Es ist dunkel. Ich setze meine Stirnlampe auf. Am Strand angekommen, probiere ich eine der Premium-Liegestühle des Resorts aus. Ich schalte meinen Podcast ein und mach die Augen zu. Daraus wird ein kleines Nickerchen. Kurz darauf will ich wieder in das Klimaanlagenparadies unseres Bungalows.
Müde mache ich mich auf und gehe den kurzen Weg zurück zum Bungalow. Doch kaum verlasse ich den Strand, treffe ich auf ein Hindernis. Meine Stirnlampe leuchtet in die Ferne und trifft auf eine Reflexion, einige Meter vor mir. Ich schrecke auf. Das Licht trifft auf reflektierende Augen.

Aufgaben
1. Gib aus der Erzählung vom nächtlichen Strand den Abschnitt von „Müde mache ich“ bis „auf reflektierende Augen.“ wortgetreu wieder.
2. Worauf trifft laut der Erzählung vom nächtlichen Strand das Licht der Stirnlampe zuletzt?
3. Nimm die Erzählung vom nächtlichen Strand nach ihrem letzten Satz wieder auf und schreib sie weiter.

Einträge mit beschrifteten Punkten:
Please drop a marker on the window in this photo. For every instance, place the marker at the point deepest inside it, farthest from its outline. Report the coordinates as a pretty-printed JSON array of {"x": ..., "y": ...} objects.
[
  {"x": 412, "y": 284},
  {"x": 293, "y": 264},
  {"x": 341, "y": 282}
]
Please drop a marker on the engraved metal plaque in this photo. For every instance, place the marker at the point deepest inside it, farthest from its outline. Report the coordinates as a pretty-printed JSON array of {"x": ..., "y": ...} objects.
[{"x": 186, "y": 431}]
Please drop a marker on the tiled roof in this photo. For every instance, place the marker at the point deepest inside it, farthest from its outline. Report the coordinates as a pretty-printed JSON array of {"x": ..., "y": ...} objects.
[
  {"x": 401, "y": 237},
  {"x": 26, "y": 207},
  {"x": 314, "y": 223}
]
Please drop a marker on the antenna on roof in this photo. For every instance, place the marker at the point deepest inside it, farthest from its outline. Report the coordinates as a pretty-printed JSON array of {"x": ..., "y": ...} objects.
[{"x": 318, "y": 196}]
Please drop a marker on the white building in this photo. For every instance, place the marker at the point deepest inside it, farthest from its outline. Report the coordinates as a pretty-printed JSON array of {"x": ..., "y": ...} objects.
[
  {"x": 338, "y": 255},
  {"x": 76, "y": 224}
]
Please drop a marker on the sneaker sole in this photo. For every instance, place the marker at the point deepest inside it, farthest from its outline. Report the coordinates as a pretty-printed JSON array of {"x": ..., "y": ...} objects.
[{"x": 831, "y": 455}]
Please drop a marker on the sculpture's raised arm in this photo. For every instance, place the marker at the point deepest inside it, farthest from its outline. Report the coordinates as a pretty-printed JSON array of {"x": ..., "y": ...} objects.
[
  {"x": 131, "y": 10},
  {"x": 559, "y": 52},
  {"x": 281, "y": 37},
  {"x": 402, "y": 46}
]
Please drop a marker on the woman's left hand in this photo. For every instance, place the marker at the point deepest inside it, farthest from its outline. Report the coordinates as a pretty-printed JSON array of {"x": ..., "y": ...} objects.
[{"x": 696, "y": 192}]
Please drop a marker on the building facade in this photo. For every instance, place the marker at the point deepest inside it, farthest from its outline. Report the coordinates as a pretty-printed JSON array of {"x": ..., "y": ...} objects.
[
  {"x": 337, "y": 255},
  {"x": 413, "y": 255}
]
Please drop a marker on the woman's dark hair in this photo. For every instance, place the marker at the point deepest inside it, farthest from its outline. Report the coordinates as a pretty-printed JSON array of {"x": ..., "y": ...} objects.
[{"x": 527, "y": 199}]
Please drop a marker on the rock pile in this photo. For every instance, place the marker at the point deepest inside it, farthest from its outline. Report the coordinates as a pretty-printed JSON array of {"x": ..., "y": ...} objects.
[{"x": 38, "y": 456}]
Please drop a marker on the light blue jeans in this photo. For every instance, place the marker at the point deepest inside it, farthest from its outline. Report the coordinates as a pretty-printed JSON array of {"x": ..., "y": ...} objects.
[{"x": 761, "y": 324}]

Antworten
1.
Müde mache ich mich auf und gehe den kurzen Weg zurück zum Bungalow. Doch kaum verlasse ich den Strand, treffe ich auf ein Hindernis. Meine Stirnlampe leuchtet in die Ferne und trifft auf eine Reflexion, einige Meter vor mir. Ich schrecke auf. Das Licht trifft auf reflektierende Augen.

2. Auf reflektierende Augen.

3.
Dann höre ich Gebell. Ein kleiner Hund. Klein aber gefährlich, denke ich. Was, wenn der mich beißt? Dann hab ich ein Problem. Weil Tollwut ist meine Achillesferse. Also öffne ich meine Karten-App und entdecke einen anderen Weg zurück in den Ort.
Es ist ein kleiner Umweg, durch das Resort durch, doch ist der Ort sowieso winzig und ich will dem Hindernis Hund unbedingt ausweichen.
Ein kleiner Umweg #
Ich gehe also zurück zum Strand. Am Premium-Liegestuhl vorbei führt ein mit Stein gepflasterter Weg durch das Resort. Und was für ein Weg! Der Weg ist wunderbar ausgeleuchtet. Es sieht richtig toll und edel und neu aus. Und das Beste an diesem Weg: kein Hund!
Doch kurz darauf stellt sich mir ein neues Hindernis in den Weg. Ein Mann. Er kommt mir entgegen. Ich nimm meine Stirnlampe ab, weil ich damit wahrscheinlich richtig dumm aussehe und unsere Wege kreuzen sich. Wenigstens hat er keine Tollwut.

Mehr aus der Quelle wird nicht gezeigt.